(Task statement):
Set down each entry exactly as it stands, without altering a single character.

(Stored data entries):
*** Block opens ***
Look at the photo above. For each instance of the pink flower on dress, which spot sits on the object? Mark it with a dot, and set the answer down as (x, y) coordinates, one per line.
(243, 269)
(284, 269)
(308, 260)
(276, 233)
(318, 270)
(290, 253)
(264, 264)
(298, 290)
*** Block closes ***
(Answer below):
Look at the photo above. For each instance of the pink flower on dress, which spot sits on the object? Mark it with a dot, and set the answer down as (x, y) coordinates, one per line.
(243, 269)
(284, 269)
(308, 260)
(276, 233)
(318, 270)
(290, 253)
(264, 264)
(298, 290)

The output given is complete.